PROMPT –
Reproduce verbatim the lines starting at the one that contains "roof, that would be most helpful." and ending at the one that contains "M92 70L93 69L100", both included. Omit the pictures from your answer.

Items from a dataset –
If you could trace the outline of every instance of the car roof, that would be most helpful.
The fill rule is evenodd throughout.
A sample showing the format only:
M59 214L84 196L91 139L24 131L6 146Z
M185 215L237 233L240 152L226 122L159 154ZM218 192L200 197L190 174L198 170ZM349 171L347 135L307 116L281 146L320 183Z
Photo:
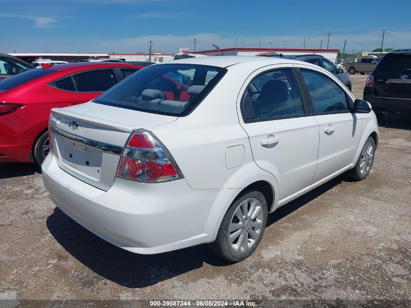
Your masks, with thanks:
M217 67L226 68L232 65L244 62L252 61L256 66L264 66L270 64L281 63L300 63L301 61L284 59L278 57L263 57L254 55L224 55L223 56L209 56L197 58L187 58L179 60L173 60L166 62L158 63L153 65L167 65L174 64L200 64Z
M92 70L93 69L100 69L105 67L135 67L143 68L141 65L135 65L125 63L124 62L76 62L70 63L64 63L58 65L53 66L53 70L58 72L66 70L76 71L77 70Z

--

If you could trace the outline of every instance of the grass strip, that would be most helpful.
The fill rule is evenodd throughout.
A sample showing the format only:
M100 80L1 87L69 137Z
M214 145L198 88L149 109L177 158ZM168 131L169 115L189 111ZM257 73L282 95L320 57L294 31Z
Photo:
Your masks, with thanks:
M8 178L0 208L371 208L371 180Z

RESULT –
If you could trace the outline of every instance of the car roof, that would be most helpful.
The fill rule is evenodd throughout.
A sample showing the format only:
M59 214L84 196L91 139L24 131L6 146Z
M185 215L237 233L240 152L226 122L159 154ZM218 192L200 197L190 174L198 170ZM349 171L347 135L307 116L281 146L320 183Z
Photo:
Your masks, with thanks:
M217 67L226 68L232 65L244 62L252 61L256 66L264 66L270 64L281 63L300 63L301 61L284 59L278 57L263 57L254 55L224 55L223 56L209 56L197 58L187 58L179 60L173 60L166 62L158 63L153 65L167 65L174 64L200 64Z
M92 70L93 69L100 69L105 67L135 67L143 68L141 65L135 65L125 63L124 62L76 62L70 63L64 63L58 65L53 66L53 70L58 72L66 70L76 71L77 70Z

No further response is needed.